# Passage
CS Document 2483-v1
Making Science in the Grid World: Using Glideins to Maximize Scientific Output
- Public document
- Many modern scientific collaborations need a lot of computing power. However, hosting and operating huge numbers of processing units is beyond the capability of most institutes, so the computers are being distributed among many locations and organized in a computer grid. While this allows sites to operate in an optimal mode, it does make the life of the average scientist much harder. Quite a bit of logic is necessary to optimally distribute the computing load among all the available sites, while avoiding resources that do not match the minimum requirements of the jobs.
Most VOs have thus rolled out some sort of Workload Management System (WMS) to maximize scientific output, while requiring minimal computer literacy. Condor glidein based WMS are presented here.
The Condor batch system is composed of several processes, distributed among many machines. The system is composed of start daemons for compute resources, schedulers for managing user jobs, and a central manager that glues everything together.

# Extracted information
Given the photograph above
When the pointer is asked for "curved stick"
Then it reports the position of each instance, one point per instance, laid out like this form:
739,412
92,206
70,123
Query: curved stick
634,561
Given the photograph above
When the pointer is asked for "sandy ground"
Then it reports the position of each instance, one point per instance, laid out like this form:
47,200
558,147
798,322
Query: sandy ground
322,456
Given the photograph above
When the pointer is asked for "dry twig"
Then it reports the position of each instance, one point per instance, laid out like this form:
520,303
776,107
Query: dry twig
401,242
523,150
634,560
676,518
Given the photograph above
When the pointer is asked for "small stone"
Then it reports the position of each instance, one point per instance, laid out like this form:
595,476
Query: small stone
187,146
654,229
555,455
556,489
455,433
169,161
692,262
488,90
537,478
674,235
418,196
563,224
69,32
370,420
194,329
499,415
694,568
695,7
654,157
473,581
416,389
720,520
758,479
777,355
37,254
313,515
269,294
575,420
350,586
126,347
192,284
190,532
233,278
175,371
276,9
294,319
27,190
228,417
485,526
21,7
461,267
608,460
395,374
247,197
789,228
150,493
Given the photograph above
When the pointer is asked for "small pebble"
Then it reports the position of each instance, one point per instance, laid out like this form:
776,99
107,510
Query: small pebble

...

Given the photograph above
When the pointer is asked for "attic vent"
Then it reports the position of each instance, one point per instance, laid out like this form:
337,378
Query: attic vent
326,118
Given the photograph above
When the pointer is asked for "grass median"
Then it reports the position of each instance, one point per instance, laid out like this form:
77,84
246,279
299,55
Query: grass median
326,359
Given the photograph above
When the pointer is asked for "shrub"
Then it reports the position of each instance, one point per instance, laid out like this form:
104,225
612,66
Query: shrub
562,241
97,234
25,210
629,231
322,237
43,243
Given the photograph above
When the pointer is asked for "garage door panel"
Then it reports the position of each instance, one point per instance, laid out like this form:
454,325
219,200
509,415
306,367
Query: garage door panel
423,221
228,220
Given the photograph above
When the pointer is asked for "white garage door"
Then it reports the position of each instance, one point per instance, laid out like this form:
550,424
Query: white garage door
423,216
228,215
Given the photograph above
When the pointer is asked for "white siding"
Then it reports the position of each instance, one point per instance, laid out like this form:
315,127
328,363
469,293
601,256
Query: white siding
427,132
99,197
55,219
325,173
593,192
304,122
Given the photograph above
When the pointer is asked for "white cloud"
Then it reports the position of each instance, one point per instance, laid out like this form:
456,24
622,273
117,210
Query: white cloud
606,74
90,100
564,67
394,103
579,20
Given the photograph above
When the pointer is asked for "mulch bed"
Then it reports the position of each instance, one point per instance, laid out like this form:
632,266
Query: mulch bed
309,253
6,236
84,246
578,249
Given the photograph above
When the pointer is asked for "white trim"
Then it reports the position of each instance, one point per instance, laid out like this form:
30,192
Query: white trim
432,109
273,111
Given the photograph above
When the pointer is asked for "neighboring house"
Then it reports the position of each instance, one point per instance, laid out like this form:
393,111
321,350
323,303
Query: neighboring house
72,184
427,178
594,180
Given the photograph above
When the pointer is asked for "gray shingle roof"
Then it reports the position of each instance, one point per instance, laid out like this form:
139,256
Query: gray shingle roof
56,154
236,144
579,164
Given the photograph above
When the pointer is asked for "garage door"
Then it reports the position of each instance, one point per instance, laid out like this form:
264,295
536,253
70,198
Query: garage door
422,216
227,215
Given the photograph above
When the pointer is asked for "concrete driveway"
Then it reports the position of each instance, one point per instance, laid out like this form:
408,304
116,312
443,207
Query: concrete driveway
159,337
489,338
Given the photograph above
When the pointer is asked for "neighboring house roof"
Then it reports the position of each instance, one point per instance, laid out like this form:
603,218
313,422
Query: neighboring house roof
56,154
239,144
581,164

...

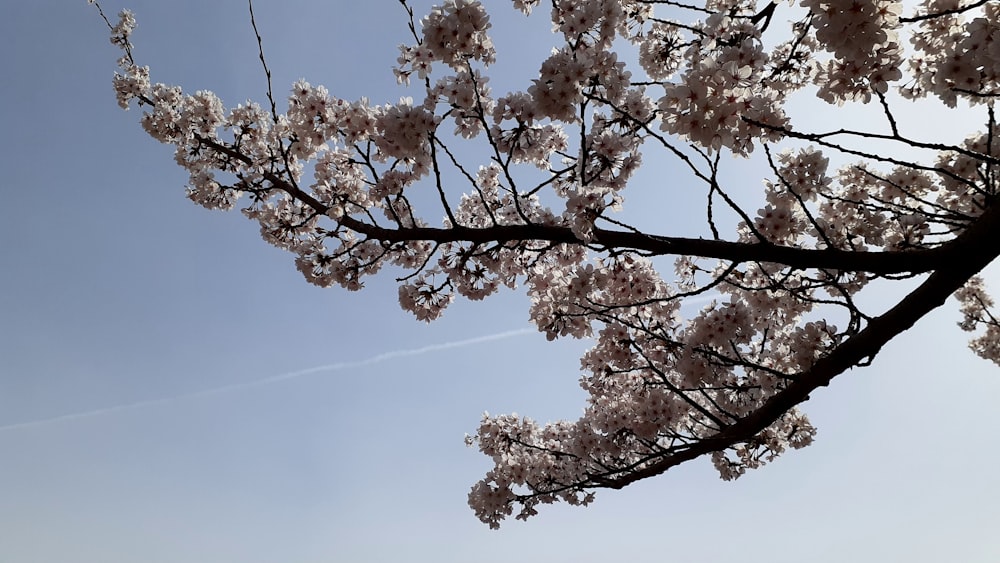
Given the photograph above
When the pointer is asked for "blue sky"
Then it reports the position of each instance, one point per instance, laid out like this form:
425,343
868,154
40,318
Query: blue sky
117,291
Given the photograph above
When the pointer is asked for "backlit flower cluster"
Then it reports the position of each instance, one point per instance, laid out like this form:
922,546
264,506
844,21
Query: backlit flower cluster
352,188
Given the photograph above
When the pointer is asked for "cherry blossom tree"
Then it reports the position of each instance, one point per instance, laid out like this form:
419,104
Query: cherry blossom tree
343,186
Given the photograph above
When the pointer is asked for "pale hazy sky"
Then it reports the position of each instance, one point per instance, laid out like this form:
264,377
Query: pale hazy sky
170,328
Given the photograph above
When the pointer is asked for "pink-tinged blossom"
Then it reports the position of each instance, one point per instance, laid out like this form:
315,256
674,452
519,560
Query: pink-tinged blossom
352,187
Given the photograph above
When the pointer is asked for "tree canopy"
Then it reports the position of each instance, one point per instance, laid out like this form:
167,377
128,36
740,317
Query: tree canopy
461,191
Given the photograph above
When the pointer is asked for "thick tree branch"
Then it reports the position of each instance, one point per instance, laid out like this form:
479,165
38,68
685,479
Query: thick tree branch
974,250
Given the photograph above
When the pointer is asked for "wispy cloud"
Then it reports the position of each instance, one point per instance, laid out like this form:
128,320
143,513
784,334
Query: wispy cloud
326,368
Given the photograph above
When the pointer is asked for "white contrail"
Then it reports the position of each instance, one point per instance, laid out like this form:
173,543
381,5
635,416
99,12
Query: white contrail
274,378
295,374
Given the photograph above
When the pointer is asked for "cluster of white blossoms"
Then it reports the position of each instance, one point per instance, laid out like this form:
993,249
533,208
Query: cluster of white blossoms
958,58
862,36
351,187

# Exercise description
Transcribe the glidein passage word for word, between "CS Document 2483-v1" and "of the jobs.", inclusive.

# Worked solution
CS Document 2483-v1
Making Science in the Grid World: Using Glideins to Maximize Scientific Output
- Public document
- Many modern scientific collaborations need a lot of computing power. However, hosting and operating huge numbers of processing units is beyond the capability of most institutes, so the computers are being distributed among many locations and organized in a computer grid. While this allows sites to operate in an optimal mode, it does make the life of the average scientist much harder. Quite a bit of logic is necessary to optimally distribute the computing load among all the available sites, while avoiding resources that do not match the minimum requirements of the jobs.